◆ **WORK REQUEST**:
Sort through the data and copy the lines holding the word "below".

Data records
•••••

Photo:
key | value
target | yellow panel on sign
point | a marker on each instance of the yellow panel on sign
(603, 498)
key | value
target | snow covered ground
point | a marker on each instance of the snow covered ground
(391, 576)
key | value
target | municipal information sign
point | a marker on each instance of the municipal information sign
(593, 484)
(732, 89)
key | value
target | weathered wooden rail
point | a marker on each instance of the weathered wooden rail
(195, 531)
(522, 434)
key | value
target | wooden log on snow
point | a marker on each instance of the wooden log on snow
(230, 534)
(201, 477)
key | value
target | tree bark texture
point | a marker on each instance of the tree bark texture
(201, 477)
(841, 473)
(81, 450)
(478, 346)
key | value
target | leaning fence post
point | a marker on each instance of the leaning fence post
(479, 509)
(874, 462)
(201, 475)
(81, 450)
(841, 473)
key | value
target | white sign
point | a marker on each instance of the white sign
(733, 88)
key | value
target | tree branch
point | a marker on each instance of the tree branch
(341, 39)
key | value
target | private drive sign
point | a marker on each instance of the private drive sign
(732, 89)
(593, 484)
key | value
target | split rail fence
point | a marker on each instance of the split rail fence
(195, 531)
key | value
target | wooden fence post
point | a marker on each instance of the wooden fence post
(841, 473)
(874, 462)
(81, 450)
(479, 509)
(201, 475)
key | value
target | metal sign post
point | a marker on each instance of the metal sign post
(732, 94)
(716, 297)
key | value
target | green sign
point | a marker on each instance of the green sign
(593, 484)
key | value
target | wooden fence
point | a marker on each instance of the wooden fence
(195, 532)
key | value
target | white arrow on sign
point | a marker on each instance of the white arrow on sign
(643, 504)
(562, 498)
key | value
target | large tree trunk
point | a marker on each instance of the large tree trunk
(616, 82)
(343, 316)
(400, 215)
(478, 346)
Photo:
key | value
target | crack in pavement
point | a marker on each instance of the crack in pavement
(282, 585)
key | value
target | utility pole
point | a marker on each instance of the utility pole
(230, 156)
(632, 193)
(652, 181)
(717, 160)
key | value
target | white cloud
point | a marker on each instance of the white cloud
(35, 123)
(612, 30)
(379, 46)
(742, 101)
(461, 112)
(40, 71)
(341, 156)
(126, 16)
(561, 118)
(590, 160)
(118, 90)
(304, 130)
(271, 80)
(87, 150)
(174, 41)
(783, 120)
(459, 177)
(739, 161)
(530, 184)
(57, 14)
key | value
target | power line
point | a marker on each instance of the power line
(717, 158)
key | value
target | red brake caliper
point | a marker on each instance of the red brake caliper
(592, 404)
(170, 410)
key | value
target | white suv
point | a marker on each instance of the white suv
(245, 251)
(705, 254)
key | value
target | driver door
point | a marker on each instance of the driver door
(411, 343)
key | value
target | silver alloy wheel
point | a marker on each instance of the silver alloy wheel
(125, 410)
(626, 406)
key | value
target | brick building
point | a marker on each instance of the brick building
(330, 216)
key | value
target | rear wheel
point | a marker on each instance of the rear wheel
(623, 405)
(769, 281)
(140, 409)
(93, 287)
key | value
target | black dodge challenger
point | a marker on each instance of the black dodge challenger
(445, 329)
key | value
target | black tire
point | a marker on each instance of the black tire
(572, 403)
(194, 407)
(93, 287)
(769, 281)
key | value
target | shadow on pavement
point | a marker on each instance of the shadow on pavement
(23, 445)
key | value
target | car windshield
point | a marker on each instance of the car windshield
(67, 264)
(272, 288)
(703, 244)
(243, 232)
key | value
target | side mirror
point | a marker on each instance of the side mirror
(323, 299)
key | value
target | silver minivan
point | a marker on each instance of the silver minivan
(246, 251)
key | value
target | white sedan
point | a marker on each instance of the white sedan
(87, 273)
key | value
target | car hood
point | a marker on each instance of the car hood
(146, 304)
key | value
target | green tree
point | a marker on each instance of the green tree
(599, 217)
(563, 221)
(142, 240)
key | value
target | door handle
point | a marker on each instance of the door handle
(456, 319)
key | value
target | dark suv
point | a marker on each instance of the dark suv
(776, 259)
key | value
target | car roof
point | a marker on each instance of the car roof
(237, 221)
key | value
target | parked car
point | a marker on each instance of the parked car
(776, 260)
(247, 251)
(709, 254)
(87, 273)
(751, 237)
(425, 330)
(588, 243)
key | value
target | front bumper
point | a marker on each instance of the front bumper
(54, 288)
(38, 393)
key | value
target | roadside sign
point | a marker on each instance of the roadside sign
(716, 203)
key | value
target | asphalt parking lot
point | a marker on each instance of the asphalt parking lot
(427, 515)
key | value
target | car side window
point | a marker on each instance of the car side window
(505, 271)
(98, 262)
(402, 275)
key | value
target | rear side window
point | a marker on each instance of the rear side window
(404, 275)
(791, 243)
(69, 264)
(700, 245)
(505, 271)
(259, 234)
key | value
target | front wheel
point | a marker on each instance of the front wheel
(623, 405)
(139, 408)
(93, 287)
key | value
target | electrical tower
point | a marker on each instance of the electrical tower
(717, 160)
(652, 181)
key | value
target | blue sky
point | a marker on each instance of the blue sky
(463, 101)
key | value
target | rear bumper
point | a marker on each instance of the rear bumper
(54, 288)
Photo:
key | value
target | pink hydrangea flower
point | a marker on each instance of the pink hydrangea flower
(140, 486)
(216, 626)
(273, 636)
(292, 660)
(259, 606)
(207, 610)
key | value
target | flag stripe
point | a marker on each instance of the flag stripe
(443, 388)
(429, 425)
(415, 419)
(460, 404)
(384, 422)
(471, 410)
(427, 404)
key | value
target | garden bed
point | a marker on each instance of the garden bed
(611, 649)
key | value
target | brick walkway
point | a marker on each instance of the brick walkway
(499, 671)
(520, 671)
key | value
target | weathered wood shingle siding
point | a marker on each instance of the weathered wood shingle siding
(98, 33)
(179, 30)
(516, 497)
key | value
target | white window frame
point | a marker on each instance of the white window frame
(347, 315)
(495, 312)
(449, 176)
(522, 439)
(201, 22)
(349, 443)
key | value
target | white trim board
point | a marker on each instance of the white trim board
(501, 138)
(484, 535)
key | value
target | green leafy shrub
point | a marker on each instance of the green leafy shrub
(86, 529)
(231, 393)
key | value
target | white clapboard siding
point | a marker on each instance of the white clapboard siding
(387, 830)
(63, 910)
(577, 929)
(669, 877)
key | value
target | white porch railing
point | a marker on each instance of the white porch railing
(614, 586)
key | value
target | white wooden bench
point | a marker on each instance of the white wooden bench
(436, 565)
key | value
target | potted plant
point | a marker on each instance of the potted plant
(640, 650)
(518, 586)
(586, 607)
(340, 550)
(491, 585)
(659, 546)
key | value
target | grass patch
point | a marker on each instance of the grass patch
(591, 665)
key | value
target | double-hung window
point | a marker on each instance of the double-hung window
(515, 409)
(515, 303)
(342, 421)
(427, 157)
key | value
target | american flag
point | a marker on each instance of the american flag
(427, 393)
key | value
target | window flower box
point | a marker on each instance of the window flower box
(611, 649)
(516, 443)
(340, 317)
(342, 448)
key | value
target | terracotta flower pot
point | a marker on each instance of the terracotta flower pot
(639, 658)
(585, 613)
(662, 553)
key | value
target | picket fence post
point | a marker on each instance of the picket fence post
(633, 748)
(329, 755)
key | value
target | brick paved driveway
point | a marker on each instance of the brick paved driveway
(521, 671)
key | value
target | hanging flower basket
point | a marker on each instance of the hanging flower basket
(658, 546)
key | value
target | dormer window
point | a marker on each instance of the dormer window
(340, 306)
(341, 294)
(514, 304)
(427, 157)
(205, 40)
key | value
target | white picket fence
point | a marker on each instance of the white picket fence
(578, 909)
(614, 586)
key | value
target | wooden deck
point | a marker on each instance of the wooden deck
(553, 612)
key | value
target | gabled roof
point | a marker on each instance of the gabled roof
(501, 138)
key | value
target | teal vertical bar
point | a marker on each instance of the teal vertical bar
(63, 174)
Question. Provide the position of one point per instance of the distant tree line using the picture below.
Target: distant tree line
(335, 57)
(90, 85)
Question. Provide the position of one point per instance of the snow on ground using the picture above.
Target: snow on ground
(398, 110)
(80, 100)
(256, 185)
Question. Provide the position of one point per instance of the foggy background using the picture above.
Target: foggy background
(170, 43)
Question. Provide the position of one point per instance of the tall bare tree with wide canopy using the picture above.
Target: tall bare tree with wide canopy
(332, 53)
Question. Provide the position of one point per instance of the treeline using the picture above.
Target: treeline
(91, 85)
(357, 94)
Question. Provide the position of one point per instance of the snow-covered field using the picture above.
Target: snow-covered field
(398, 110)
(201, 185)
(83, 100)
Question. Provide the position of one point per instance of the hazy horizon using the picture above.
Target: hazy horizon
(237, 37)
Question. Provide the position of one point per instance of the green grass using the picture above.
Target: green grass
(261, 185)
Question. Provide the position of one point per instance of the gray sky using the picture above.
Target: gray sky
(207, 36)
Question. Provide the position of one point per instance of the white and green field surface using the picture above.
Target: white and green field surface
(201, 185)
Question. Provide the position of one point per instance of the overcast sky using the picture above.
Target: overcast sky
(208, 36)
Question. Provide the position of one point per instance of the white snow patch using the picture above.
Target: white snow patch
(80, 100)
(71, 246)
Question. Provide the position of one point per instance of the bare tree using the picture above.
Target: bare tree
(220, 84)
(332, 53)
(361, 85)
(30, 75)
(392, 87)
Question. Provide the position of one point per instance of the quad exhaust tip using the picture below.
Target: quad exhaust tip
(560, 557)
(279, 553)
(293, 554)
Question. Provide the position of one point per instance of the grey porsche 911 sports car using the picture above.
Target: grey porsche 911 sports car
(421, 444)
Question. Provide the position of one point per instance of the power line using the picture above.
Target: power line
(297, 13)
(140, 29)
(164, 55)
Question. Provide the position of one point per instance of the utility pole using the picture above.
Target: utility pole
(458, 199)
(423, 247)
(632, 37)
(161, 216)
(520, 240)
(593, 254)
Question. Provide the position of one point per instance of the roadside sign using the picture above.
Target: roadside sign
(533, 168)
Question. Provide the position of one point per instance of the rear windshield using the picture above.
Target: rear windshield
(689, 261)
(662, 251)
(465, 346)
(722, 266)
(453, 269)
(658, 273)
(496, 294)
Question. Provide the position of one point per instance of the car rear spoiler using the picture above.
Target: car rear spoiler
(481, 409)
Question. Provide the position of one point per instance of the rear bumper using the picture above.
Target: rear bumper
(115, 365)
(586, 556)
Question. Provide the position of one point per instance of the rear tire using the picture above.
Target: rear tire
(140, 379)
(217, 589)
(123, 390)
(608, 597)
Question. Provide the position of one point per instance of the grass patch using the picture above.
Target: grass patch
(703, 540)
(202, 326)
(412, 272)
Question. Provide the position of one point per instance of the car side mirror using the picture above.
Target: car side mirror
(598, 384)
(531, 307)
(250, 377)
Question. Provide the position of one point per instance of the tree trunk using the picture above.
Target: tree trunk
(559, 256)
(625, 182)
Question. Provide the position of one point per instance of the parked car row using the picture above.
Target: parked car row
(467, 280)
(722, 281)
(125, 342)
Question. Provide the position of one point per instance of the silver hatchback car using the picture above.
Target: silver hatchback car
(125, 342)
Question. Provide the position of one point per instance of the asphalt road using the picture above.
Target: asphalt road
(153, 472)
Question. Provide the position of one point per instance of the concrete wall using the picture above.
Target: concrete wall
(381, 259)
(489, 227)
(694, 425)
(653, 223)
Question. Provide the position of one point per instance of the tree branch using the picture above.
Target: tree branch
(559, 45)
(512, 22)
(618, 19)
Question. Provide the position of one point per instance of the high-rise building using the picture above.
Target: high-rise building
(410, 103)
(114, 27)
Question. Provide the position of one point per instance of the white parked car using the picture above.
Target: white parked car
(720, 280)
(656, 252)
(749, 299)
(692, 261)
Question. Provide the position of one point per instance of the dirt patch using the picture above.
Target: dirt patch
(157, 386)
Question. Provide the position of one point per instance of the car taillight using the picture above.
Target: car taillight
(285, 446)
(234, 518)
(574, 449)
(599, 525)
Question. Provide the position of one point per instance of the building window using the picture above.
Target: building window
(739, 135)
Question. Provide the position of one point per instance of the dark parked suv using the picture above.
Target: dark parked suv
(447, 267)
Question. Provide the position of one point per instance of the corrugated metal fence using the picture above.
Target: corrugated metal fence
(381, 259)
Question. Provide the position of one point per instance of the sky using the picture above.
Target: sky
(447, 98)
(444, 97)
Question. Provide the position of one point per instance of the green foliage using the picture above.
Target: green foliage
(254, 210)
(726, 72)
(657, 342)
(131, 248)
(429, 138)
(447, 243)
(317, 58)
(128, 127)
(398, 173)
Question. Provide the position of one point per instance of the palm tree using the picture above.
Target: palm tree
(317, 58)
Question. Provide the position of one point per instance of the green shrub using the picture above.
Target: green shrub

•••••

◆ **THE ANSWER**:
Question. Provide the position of one point per instance of the distant tree line using the picture below.
Question. Provide the position of one point per instance of the quad exhaust tip using the picture below.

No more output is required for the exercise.